**WORK REQUIRED:**
Produce a verbatim copy of the following records, leaving out all pictures.

**Text-to-region grounding data:**
=======

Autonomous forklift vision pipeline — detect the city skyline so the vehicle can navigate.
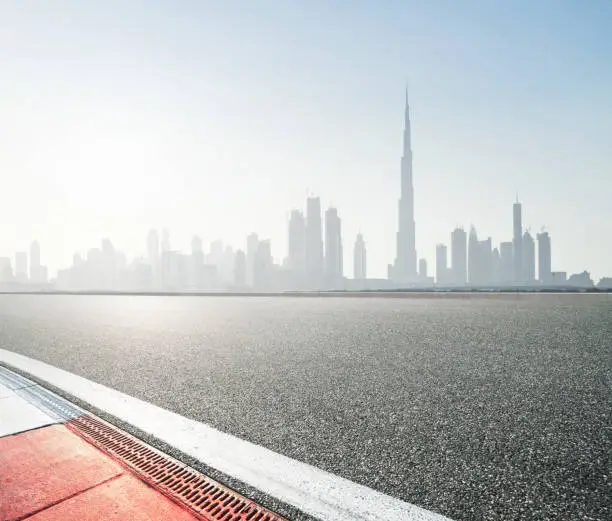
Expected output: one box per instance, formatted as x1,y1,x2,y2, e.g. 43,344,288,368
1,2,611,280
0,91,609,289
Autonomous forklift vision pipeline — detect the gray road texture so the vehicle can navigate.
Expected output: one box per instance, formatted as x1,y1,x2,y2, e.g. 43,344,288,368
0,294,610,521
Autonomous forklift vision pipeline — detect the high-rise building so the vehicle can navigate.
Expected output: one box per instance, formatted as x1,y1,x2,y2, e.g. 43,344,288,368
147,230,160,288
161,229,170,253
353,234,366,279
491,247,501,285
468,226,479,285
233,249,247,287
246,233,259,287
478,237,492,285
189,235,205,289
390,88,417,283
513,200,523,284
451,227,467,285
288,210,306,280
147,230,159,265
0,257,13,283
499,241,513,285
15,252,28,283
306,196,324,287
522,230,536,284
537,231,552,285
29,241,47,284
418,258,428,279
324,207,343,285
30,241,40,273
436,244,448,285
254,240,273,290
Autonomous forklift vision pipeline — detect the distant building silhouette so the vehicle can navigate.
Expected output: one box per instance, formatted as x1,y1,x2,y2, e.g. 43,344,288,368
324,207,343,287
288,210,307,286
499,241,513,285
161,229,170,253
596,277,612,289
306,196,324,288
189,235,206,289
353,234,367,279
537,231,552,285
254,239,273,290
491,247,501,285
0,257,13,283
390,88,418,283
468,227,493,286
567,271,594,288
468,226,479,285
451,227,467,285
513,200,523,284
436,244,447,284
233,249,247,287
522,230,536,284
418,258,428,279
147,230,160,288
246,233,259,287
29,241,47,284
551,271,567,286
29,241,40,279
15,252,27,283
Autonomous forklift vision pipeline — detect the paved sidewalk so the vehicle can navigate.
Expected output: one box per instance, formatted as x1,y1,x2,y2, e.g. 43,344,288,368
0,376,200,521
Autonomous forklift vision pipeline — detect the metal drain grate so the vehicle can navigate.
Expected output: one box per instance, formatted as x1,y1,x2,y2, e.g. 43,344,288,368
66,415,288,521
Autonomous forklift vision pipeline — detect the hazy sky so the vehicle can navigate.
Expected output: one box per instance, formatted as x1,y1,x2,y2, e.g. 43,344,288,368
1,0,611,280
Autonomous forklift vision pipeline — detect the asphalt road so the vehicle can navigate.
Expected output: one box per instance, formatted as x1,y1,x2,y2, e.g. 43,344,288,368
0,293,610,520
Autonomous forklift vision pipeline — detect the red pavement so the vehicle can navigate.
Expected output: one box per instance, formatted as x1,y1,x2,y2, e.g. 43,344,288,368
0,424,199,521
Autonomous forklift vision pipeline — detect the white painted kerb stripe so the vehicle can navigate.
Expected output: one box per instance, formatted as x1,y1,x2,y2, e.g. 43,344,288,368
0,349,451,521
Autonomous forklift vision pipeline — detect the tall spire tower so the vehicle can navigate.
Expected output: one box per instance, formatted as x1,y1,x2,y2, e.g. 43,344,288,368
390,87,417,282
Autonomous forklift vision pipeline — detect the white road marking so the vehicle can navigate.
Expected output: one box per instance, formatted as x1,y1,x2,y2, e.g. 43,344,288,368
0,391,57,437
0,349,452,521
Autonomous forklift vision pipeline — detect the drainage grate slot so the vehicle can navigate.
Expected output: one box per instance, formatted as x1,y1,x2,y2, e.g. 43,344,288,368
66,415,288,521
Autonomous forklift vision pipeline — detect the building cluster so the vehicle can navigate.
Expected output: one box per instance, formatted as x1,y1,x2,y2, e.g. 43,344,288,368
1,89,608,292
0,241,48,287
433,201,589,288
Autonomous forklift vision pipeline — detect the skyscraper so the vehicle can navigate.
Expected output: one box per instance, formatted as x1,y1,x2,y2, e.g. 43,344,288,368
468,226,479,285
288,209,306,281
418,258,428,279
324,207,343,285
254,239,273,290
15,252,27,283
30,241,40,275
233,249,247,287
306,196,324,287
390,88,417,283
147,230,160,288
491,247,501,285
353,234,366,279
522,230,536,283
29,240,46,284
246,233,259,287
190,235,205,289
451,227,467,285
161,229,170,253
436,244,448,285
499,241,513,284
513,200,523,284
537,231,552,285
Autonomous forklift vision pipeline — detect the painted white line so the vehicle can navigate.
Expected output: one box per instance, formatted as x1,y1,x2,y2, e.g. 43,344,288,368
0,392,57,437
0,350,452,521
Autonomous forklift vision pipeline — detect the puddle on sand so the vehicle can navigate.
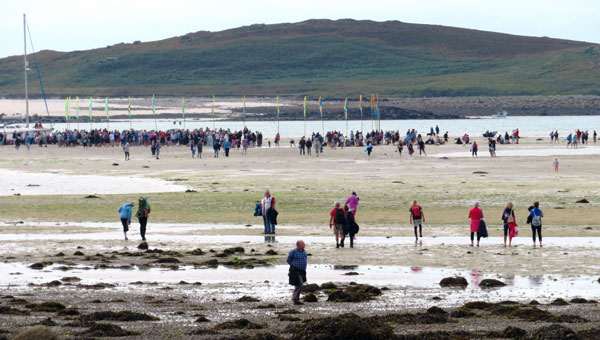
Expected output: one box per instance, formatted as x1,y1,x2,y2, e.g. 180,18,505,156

=======

**ANSWER BELOW:**
Autonomous forklift vision pipeline — detect the city skyline so the vehicle can navigate.
Expected output: one box per instance, formatted as x1,y1,x2,y2, e.g. 43,344,288,368
1,2,611,280
0,91,609,289
Autonomous forklift vision pipeline — detect the gray road texture so the vehicle can navigate.
Expected output: one box per instance, formatted as x1,y1,x2,y2, e.g. 43,344,288,368
0,294,610,521
Autonomous forklift vision pipeline — detect the high-rise building so the vehicle can navigate.
Expected output: one box per instance, formatted as x1,y1,x2,y2, e.g. 43,344,288,368
147,230,160,288
161,229,170,253
353,234,366,279
491,247,501,285
468,226,479,285
233,249,247,287
246,233,259,287
478,237,492,285
189,235,205,289
390,88,417,283
513,200,523,284
451,227,467,285
288,210,306,280
147,230,159,265
0,257,13,283
499,241,513,285
15,252,28,283
306,196,324,287
522,230,536,284
537,231,552,285
29,241,47,284
418,258,428,279
324,207,343,285
30,241,40,273
436,244,448,285
254,240,273,290
Autonomous forklift vision pipeline — detect the distant building silhouette so the vehicle can navigate.
Expected output: one box per instance, formatted as x1,y1,x2,y2, e.g. 43,344,288,368
324,207,343,287
288,210,307,286
499,241,513,285
161,229,170,253
596,277,612,289
306,196,324,288
189,235,206,289
353,234,367,279
537,231,552,285
254,239,273,290
491,247,501,285
0,257,13,283
390,88,418,283
468,227,493,286
567,271,594,288
468,226,479,285
451,227,467,285
513,200,523,284
436,244,447,284
233,249,247,287
522,230,536,284
418,258,428,279
147,230,160,288
246,233,259,287
29,241,47,284
551,271,567,286
29,241,40,279
15,252,27,283
Autonomous forklift vision pipeline — detect the paved sidewalk so the vehicle can navigate.
Expected output: one box per instance, formatted as x1,y1,x2,y2, e.g. 43,344,288,368
0,376,200,521
Autonomous forklift vision pipeline — detect the metal drain grate so the vehicle can navigate.
Expected output: one box per instance, formatted as x1,y1,x2,y2, e.g. 43,344,288,368
66,415,288,521
Autonomous forklift vision pipeline — detect the hazy sky so the vehicle can navigate.
Expected output: one box per instance, formatted as x1,y1,x2,y2, e.g. 43,344,288,368
1,0,611,280
Autonomous forklift vision pipeline — detect the asphalt road so the vehicle can navigate.
Expected output: one box per instance, formatted as x1,y1,x2,y2, e.g. 43,344,288,368
0,293,610,520
Autonomous forklift vision pipeline — detect the red pavement so the vehicle can navigate.
Expected output: one box per instance, formatted as x1,y1,x2,y2, e.g. 43,344,288,368
0,424,199,521
Autonomous forklift vision pipeline — detect the white painted kerb stripe so the vehicle can navigate.
Expected output: one box per instance, formatted as x1,y1,x2,y2, e.g. 43,344,288,368
0,349,451,521
Autonomous forklift vision pipeline — detect the tall spire tower so the vehicle can navigate.
Expected output: one box per instance, formatted as x1,y1,x2,y2, e.g. 43,344,288,368
390,87,417,282
Autonomous forklift vision pipeline — detect the white road marking so the vehicle can navigate.
Expected output: one box per instance, formatted as x1,y1,x2,y2, e.g. 43,344,288,368
0,391,57,437
0,349,452,521
Autonomous forklift vision pipeline — detect the drainage grate slot so the vehicle can navigate.
Expected output: one box per instance, formatted as x1,y1,x2,y2, e.g. 43,344,288,368
66,415,288,521
Autonomous forklift vision pipeline — detect the building cluster so the vehicle can navigate.
Expected output: one box per instance, formatted as x1,y1,x2,y2, e.g. 43,344,288,368
1,89,608,292
0,241,48,287
433,201,589,288
Autonomous forklift vision pipeline — detect the skyscraper so the vehicle can navigate.
Expected output: one box per instance, formatted as x1,y1,x2,y2, e.g. 43,344,288,368
468,226,479,285
288,209,306,281
418,258,428,279
324,207,343,285
254,239,273,290
15,252,27,283
30,241,40,275
233,249,247,287
306,196,324,287
390,88,417,283
147,230,160,288
491,247,501,285
353,234,366,279
522,230,536,283
29,240,46,284
246,233,259,287
190,235,205,289
451,227,467,285
161,229,170,253
436,244,448,285
499,241,513,284
513,200,523,284
537,231,552,285
Autonomous forklift vision pipeline — detect the painted white line so the vehicle can navigate.
Expected output: one box per instance, formatted as x1,y1,x2,y2, e.g. 43,344,288,368
0,392,57,437
0,350,452,521
Autonomous forklift vision pipeline — detect the puddle on sand so the vehicle can navigate.
Expected output: one box per instance, formatted as x1,y1,x2,y2, e.g. 180,18,505,156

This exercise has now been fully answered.